Friday, Jul. 15, 1966

Dogs, Death & Smoking

Medical researchers have tried for years to train laboratory animals to smoke. And as if in testament to the animals' innate wisdom, the training always failed. It did, that is, until Dr. Oscar Auerbach, a pathologist at the East Orange, N.J., Veterans Administration Hospital, finally found a way to force the habit. In relentless pursuit of a sure link between lung damage and smoking, Dr. Auerbach turned on man's best friend, specifically the trusting little beagle.

Willingly Hooked. For his experiments, he told the A.M.A., he opened the throats of nine males and one female with a tracheostomy. When they were accustomed to breathing through the permanent holes in their necks, the dogs were hooked up to a smoking machine every morning and afternoon. After a cigarette was lit, the dogs were permitted to inhale at will. After five straight puffs, they were given a few breaths of fresh air. They were broken in gently on just one filter-tip cigarette for the first few days; after seven months they had worked up to as many as a dozen regular-length nonfilters a day. Beagles were chosen because their lung structure resembles humans', and the twelve-cigarette daily dosage was considered the equivalent of heavy smoking in a man.

Like any small boy, the beagles reacted to the initial cigarettes with tears and redness of the eyes, coughing and, sometimes, nausea. After a few weeks, many of them seemed to have developed a taste for tobacco. They wagged their tails and jumped willingly into the box where they were hooked up. Then, on the 24th day of the experiment, the first dog died. The second died 205 days later, and three more died before the experiment was ended after 14 months. The remaining five were sacrificed for autopsies. Ten nonsmoking control dogs, two of them with tracheostomies, were also sacrificed.

Massive Damage. Post-mortems revealed that the lungs of the nonsmokers were entirely healthy. Damage to the smokers' lungs was massive. The lung tissue of the last two to die spontaneously was so completely destroyed that doctors had difficulty evaluating what had happened. In the others, reported Dr. Auerbach, the changes in the lungs were remarkably similar to the effects of emphysema in man. The experiment had not continued long enough to see whether cancer would develop.

Critics, including the Tobacco Institute Inc., as well as many doctors, quickly pointed out that beagles are not humans, and more important, that humans smoke differently. They rarely inhale five times in a row, and they normally do not smoke butts down to less than a quarter of an inch, as the dogs did. Nonetheless, the dead beagles provided the first controlled experimental evidence of the relationship of cigarettes to lung damage.

## Available data:
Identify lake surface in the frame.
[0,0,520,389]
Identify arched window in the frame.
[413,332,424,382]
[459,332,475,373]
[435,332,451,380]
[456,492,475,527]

==

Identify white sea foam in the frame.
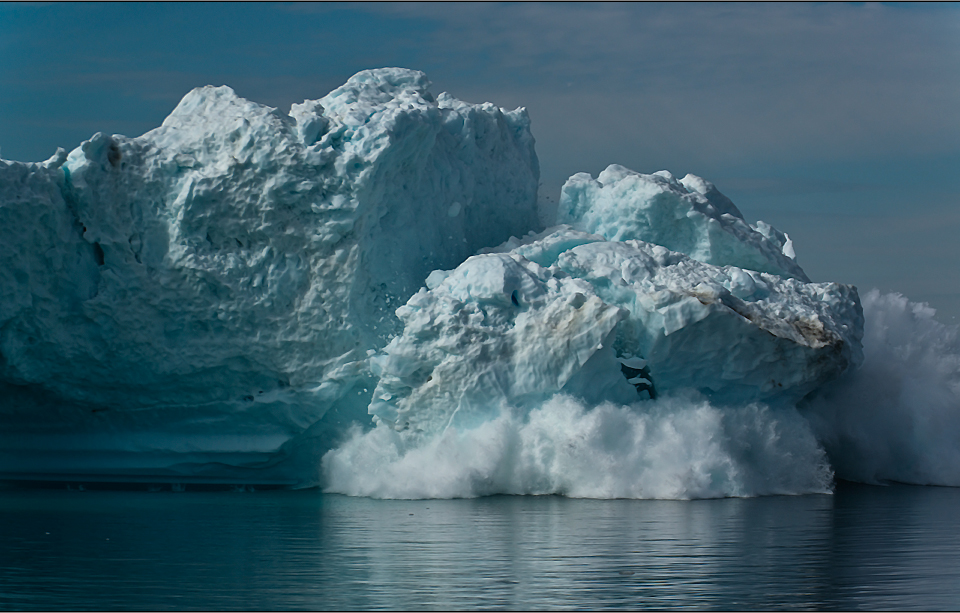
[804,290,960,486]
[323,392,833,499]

## Task objective:
According to the article on beagles and smoking, why were beagles chosen for the experiment?

## Your solution:
Their lung structure resembles that of humans.